▸ Set task: Please state how many lines in the entries below contain the word "siding", giving only the number.

▸ Supplied records:
● ● ● ● ● ● ●
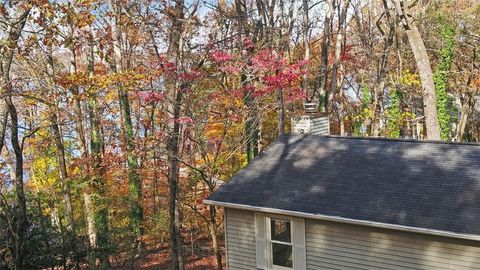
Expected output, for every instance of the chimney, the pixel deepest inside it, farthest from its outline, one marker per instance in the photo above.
(311, 122)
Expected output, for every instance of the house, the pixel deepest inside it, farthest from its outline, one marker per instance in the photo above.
(326, 202)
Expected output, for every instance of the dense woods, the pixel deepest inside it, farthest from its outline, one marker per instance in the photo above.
(118, 117)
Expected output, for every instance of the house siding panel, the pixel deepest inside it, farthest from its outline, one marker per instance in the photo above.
(240, 238)
(331, 245)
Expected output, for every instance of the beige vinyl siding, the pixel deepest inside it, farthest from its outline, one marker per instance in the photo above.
(331, 245)
(240, 238)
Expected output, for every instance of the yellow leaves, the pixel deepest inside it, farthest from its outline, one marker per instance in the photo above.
(410, 79)
(214, 130)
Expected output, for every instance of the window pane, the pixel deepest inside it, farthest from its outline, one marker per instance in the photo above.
(282, 255)
(280, 230)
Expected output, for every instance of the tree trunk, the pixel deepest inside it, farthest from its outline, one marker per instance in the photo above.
(424, 69)
(322, 92)
(212, 226)
(134, 180)
(97, 184)
(62, 167)
(426, 76)
(3, 123)
(15, 29)
(175, 53)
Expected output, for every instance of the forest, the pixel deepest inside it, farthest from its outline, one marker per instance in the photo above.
(118, 117)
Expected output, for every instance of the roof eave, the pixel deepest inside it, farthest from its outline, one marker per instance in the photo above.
(472, 237)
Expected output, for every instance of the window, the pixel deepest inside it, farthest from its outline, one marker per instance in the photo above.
(281, 243)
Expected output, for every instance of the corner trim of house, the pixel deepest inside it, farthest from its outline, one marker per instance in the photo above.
(345, 220)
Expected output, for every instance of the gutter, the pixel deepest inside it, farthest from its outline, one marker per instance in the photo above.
(471, 237)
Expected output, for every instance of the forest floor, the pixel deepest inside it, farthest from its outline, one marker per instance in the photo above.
(158, 257)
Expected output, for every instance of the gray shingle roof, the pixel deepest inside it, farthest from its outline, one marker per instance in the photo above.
(428, 185)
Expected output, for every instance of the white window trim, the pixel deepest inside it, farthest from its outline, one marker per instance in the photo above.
(268, 233)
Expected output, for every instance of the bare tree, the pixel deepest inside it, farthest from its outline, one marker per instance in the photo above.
(423, 65)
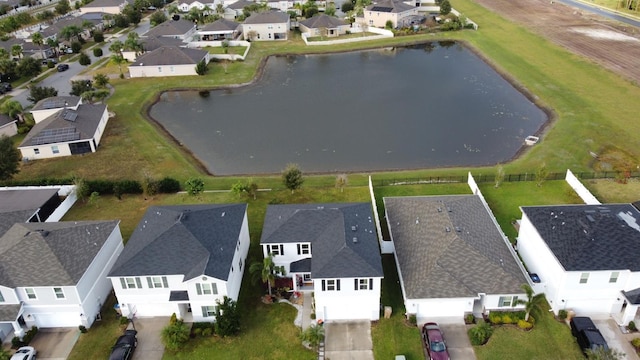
● ● ● ● ● ● ●
▸ Written answer: 2